PASSAGE TO READ:
/usr/share/pyshared/Codeville/lcsmatch.py

# Written by Bram Cohen and Uoti Urpala

from bisect import bisect

def unique_lcs(a, b):
    # set index[line in a] = position of line in a unless
    # unless a is a duplicate, in which case it's set to None
    index = {}
    for i in xrange(len(a)):
        line = a[i]
        if line in index:
            index[line] = None
        else:
            index[line]= i
    # make btoa[i] = position of line i in a, unless
    # that line doesn't occur exactly once in both, 
    # in which case it's set to None
    btoa = [None] * len(b)
    index2 = {}
    for pos, line in enumerate(b):
        next = index.get(line)
        if next is not None:
            if line in index2:
                # unset the previous mapping, which we now know to
                # be invalid because the line isn't unique
                btoa[index2[line]] = None
                del index[line]
            else:
                index2[line] = pos
                btoa[pos] = next
    # this is the Patience sorting algorithm
    # see http://en.wikipedia.org/wiki/Patience_sorting
    backpointers = [None] * len(b)
    stacks = []
    lasts = []
    k = 0
    for bpos, apos in enumerate(btoa):
        if apos is None:
            continue
        # skip over solitary matches with no surrounding matching context
        if (bpos == 0 or apos == 0 or a[apos-1] != b[bpos-1]) and \
                (bpos == len(b)-1 or apos == len(a)-1 or a[apos+1] != b[bpos+1]):
            continue
        # as an optimization, check if the next line comes right after
        # the previous line, because usually it does
        if stacks and stacks[k] < apos and (k == len(stacks) - 1 or stacks[k+1] > apos):
            k += 1
        else:
            k = bisect(stacks, apos)
        if k > 0:
            backpointers[bpos] = lasts[k-1]
        if k < len(stacks):
            stacks[k] = apos
            lasts[k] = bpos
        else:
            stacks.append(apos)
            lasts.append(bpos)

DATA LINES:
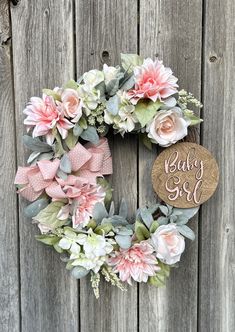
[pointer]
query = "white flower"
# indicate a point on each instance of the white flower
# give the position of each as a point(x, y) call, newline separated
point(71, 240)
point(90, 97)
point(167, 127)
point(93, 77)
point(125, 120)
point(95, 248)
point(110, 73)
point(168, 243)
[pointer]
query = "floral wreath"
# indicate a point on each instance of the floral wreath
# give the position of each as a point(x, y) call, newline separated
point(71, 201)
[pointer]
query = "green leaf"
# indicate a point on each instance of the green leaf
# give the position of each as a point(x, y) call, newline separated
point(71, 84)
point(129, 61)
point(141, 231)
point(103, 229)
point(146, 141)
point(50, 239)
point(146, 110)
point(79, 272)
point(123, 209)
point(77, 130)
point(71, 140)
point(52, 94)
point(112, 105)
point(124, 241)
point(146, 217)
point(48, 216)
point(82, 123)
point(108, 190)
point(90, 134)
point(112, 86)
point(186, 231)
point(35, 144)
point(154, 226)
point(34, 208)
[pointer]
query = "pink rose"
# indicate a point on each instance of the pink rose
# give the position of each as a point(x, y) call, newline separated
point(153, 81)
point(137, 262)
point(168, 243)
point(167, 127)
point(72, 104)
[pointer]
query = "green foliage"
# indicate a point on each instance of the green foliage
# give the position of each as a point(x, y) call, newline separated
point(141, 231)
point(52, 94)
point(90, 134)
point(129, 61)
point(48, 216)
point(146, 110)
point(34, 208)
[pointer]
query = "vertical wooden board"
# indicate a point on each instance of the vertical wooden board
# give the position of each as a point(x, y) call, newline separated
point(103, 30)
point(9, 269)
point(217, 262)
point(171, 30)
point(42, 34)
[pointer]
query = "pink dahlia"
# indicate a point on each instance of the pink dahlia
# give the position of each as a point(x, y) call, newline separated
point(43, 114)
point(81, 196)
point(153, 81)
point(137, 262)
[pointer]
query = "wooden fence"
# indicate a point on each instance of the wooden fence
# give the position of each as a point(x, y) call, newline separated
point(43, 43)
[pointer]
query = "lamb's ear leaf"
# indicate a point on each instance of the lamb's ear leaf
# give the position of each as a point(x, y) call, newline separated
point(146, 110)
point(141, 231)
point(129, 61)
point(35, 144)
point(34, 208)
point(124, 241)
point(90, 134)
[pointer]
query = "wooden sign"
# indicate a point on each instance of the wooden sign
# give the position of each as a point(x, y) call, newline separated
point(185, 175)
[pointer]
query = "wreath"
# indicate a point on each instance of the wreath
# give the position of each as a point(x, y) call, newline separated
point(71, 201)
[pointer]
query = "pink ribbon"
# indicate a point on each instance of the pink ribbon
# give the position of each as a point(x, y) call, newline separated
point(87, 163)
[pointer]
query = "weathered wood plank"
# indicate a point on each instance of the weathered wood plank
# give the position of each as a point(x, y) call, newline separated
point(42, 34)
point(9, 267)
point(172, 31)
point(104, 29)
point(217, 246)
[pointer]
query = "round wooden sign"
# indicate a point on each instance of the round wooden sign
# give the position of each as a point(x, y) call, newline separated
point(185, 175)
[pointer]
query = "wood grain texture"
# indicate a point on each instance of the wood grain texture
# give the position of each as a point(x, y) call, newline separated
point(172, 31)
point(9, 272)
point(185, 175)
point(43, 57)
point(103, 30)
point(217, 245)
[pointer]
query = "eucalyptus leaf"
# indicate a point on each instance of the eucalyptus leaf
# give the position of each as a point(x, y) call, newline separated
point(90, 134)
point(123, 241)
point(112, 105)
point(35, 144)
point(123, 209)
point(146, 110)
point(186, 231)
point(79, 272)
point(99, 212)
point(65, 164)
point(34, 208)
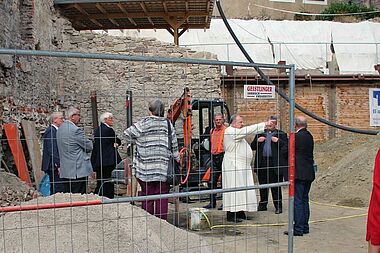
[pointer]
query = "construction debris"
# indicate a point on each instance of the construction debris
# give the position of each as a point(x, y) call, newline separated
point(13, 190)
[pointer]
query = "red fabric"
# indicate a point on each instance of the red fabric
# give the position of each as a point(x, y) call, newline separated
point(373, 222)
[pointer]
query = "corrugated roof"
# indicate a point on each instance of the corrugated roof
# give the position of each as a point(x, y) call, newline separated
point(134, 14)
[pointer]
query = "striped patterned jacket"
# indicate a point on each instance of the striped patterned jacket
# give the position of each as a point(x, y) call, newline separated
point(151, 157)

AIM: Please summarize the unique_lcs code above in two sentences.

PROBLEM SOLUTION: The unique_lcs function first maps each line of b to its position in a, setting the mapping to None for any line that does not occur exactly once in both sequences. It then applies the Patience sorting algorithm to these matches, skipping solitary matches with no surrounding matching context, checking whether each match comes right after the previous one before falling back to a bisect search, and recording backpointers, stacks, and last positions.